Problem to solve: Edit the text on payment for order flow, starting with "Competition. Why does" and going on through "for the broker.", and put "brokerage" wherever "broker" appears in that part.

Text shown:
════════════════════
Competition. Why does Coca-Cola spend money on advertising, driving up their
costs and (seemingly) ensuring they make less money? Retail order flow is
essentially free money for the market maker who gets it, and they compete with
each other to obtain it. That competition shows up in a mixture of tighter
spreads (ie, better than the "best price" for the customer), and payment for
order flow. And payment for order flow, in turn, shows up as some mixture of
lower fees or higher margins for the broker.

At a big picture level, retail orders are valuable, and that value will be
split between the market maker, the broker, and the customer, with the exact
split depending on a number of factors.

> I don't see what you mean by savings - if they're making less money, how
> does that translate into savings for anyone?

Keep in mind, market makers make money by being _extremely_ efficient at
buying stocks when people want to sell, and selling them when people want to
buy, minimising the stocks they hold at any given moment, making a tiny amount
on every transaction, and making it up on volume. If the incoming orders are
"uninformed", ie, it's just a dentist in Milwaukee daytrading his retirement
account, then this is very safe. If the incoming orders might be "informed",
ie, it might be the first indication of a fundamental shift in the value of
the stock, then this is _not_ safe, because every trade _could_ just be noise,
or it _could_ be the start of some hedge fund shifting a billion dollars into
or out of the stock.

The NBBO (National Best Bid and Offer) is the best available price for "mixed"
════════════════════
[Records from a collection]
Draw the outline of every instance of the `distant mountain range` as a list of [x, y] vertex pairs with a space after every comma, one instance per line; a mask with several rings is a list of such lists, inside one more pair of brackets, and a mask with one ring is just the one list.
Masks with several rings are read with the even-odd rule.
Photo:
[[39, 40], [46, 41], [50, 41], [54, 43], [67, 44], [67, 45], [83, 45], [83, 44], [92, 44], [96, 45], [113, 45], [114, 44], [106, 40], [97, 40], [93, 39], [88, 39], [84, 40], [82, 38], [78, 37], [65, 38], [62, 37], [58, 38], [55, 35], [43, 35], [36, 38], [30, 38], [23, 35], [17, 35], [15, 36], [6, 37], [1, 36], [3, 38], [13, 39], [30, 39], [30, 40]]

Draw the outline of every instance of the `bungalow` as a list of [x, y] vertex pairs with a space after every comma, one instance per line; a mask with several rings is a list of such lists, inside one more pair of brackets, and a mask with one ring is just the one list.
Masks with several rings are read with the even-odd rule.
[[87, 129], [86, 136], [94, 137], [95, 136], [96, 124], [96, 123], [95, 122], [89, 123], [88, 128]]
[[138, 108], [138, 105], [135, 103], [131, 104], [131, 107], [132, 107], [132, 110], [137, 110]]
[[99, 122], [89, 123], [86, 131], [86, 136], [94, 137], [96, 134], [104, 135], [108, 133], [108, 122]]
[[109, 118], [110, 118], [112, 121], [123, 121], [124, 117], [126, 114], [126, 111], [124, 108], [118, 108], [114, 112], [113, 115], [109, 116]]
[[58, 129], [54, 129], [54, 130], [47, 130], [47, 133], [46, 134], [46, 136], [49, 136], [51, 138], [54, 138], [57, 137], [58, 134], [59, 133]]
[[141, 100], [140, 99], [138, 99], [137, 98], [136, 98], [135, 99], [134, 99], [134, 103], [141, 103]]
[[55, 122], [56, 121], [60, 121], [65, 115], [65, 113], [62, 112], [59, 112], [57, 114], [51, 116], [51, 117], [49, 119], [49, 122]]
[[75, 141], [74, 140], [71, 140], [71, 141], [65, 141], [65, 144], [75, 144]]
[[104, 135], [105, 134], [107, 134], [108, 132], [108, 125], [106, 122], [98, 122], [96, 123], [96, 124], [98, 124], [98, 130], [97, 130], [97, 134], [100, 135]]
════════════════════
Written answer:
Competition. Why does Coca-Cola spend money on advertising, driving up their
costs and (seemingly) ensuring they make less money? Retail order flow is
essentially free money for the market maker who gets it, and they compete with
each other to obtain it. That competition shows up in a mixture of tighter
spreads (ie, better than the "best price" for the customer), and payment for
order flow. And payment for order flow, in turn, shows up as some mixture of
lower fees or higher margins for the brokerage.